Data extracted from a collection

==============================

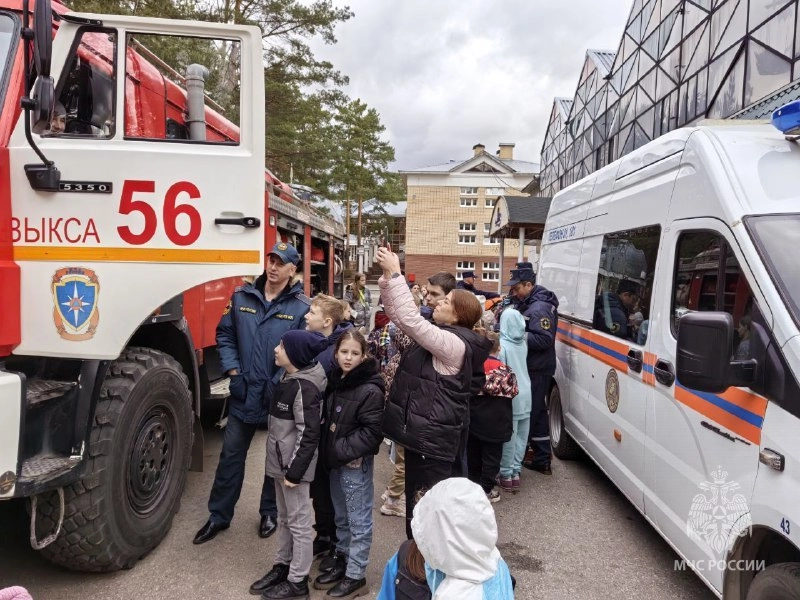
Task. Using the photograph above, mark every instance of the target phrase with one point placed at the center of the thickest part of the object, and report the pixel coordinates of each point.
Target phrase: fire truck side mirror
(41, 102)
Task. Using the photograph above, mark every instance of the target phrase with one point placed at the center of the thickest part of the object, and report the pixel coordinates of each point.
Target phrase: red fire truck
(133, 199)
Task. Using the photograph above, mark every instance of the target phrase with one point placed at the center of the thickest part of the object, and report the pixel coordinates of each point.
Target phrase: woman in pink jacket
(429, 398)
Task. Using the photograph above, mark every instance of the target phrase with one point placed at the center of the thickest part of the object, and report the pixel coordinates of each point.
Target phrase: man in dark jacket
(468, 283)
(612, 311)
(251, 327)
(538, 306)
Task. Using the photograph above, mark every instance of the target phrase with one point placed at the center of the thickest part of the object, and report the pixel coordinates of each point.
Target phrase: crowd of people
(459, 402)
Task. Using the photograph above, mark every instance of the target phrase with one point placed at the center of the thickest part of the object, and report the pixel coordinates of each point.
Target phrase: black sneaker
(330, 578)
(331, 561)
(543, 469)
(288, 590)
(277, 574)
(348, 588)
(322, 545)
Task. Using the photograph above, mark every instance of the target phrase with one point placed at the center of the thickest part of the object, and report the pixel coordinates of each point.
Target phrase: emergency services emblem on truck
(75, 293)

==============================

Collect every line in the entries above that contains the word "fire", and copy each one out in full. Treat matches as case-sensitive.

Target phrase: fire truck side mirror
Target phrase: red fire truck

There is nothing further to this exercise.